> **Selected text**
:::
Our original social enterprise venture Abrofresh is 100% pure pineapple juice. To make things a little more exotic it can be spiced up with fresh ginger puree, moringa (a plant grown locally with proven medicinal properties), or both!
The pineapples, which are very generously supplied free of charge by Jei River Farms, are first skinned and then chopped up by the lovely Josie and her team. Next they are put into a huge press to extract the bulk of the juice and finally, to maximise the yield, the mulch is hand-pressed through filter bags before being bottled.
Our original social enterprise venture
Abrofresh is 100% pure pineapple juice. To make things a little more exotic it can be spiced up with fresh ginger puree, moringa (a plant grown locally with proven medicinal properties), or both!
The pineapples, which are very generously supplied free of charge or at a subsidised price by Jei River Farms and Milani, are first skinned and then chopped up by the lovely Josie and her team. Next they are put into a huge press to extract the bulk of the juice and finally, to maximise the yield, the mulch is hand-pressed through filter bags before being bottled.
Production is based at the school and the juice is given to students, teachers and the local orphanage for free once a week to kick start their day. The rest of the time it is offered to them at a subsidised price and sold to the general public via kiosks in the local marketplace as well as direct to various businesses in the neighbourhood. All profits go straight back into the school.
Abrofresh consistently makes a small profit which goes directly back to the school, and also has value in other ways. Whilst it provides employment for four local girls, it also allows our students to get involved through the business club and observe at first hand the principles of commerce. Last but not least it is a completely natural, delicious product and its health benefits are undeniable.
The Honey Project
Apiculture in Africa is very different than in Europe, most notably in that beekeepers have less of a role- the bees are left to their own devices much of the time. The tropical climate means that they can be active all the year round so there is no need to feed the bees over the winter, as is done in Europe. Even the hives look completely different!
At the moment we have six populated hives and our after school bee club is well attended- students thoroughly enjoy putting on their protective clothing and tending the hives, and the boys revel in the opportunity to show off their bravery in front of the girls (from whom there is a lot of shrieking)!
Despite these histrionics, the students are well trained and have now taken complete charge of the apiary, right down to the harvesting and bottling of the honey. The South is unfortunately not the best part of Ghana for apiculture, there being too much yearly rainfall, but it gives a respectable yield which, if volumes can be increased, will be sold alongside the pineapple juice at our Abrofresh kiosks.
:::
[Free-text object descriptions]
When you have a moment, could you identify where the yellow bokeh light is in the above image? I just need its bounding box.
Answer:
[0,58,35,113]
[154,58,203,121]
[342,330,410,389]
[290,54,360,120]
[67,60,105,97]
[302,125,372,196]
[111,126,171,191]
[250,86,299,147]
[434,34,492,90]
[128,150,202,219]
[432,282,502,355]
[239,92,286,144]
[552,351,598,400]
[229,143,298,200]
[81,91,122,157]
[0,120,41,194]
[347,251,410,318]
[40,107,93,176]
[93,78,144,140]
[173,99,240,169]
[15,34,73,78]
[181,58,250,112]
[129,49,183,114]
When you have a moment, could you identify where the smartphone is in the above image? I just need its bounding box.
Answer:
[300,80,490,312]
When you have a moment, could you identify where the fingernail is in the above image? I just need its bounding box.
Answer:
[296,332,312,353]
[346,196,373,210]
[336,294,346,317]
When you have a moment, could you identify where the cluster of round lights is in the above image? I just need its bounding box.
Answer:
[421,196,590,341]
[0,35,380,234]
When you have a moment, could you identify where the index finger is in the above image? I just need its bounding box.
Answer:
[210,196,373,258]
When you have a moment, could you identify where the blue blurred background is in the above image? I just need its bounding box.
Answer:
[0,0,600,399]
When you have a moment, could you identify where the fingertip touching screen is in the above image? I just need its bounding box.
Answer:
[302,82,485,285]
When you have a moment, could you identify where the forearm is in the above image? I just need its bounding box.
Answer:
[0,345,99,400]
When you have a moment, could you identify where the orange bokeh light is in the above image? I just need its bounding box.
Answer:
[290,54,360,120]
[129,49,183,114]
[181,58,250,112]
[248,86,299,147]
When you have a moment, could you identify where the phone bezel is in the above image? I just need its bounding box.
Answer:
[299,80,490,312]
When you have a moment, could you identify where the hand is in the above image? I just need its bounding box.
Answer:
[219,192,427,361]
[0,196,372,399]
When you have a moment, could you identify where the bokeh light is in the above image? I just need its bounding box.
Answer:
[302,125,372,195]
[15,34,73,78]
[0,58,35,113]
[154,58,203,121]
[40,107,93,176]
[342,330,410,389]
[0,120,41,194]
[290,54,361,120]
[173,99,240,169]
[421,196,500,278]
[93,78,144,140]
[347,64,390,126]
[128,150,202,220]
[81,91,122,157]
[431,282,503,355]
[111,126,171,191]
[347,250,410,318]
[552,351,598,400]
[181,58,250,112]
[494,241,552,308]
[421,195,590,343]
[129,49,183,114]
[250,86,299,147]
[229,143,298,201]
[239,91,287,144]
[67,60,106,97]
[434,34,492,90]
:::
> **What to work on**
• A. Rewrite the stretch of the Abrofresh text from "Abrofresh consistently makes" through "benefits are undeniable.", swapping "delicious" for "tasty".
• B. How might the text about Abrofresh and the Honey Project go on after its final sentence? Extend it from there.

> **Answers to the exercise**
• A.
Abrofresh consistently makes a small profit which goes directly back to the school, and also has value in other ways. Whilst it provides employment for four local girls, it also allows our students to get involved through the business club and observe at first hand the principles of commerce. Last but not least it is a completely natural, tasty product and its health benefits are undeniable.

• B.
We are now producing good quality bread that takes the place of the unhealthy sugar buns favoured by many of our students. It is freshly baked by our wonderful school cook Auntie Aggie each morning and available for sale to students at cost price. Our aim is to sell it at a profit through the Abrofresh outlets in the very near future.
The wooden hut which houses the bakery is located outside the second classroom block.
Aggie has been experimenting with many different types of bread and so far, tea bread has been the overall favourite!
Now that the bakery is running smoothly, the intention is for it to be run by students from the Domestic Science class, as well as both the Science and Business Clubs.
Our latest venture!
Aquaponics is a marvellous system that combines aquaculture (raising aquatic animals) with hydroponics (growing plants in water).
In AWSHS's case, tilapia fish are being raised in tanks and their by-products are broken down by nitrogen-fixing bacteria into nitrates and nitrites which then provide plants with the nutrients to grow. Plants act as a bio-filter and purify the water which is then recirculated back to the aquaculture system.
The result? Happy fish and fresh food!
Students have been keenly involved since Aquaculture expert Tony Bart came all the way from Australia on a self-funded visit in the summer of 2014 and, with the help of his eager assistant Max Sayers, set the project up.
In light of the real interest shown by a large number of students, as well as the potential future employment opportunities presented by the ever-growing fish farming industry, we are looking to introduce Aquaculture as a discipline at the school in the near future.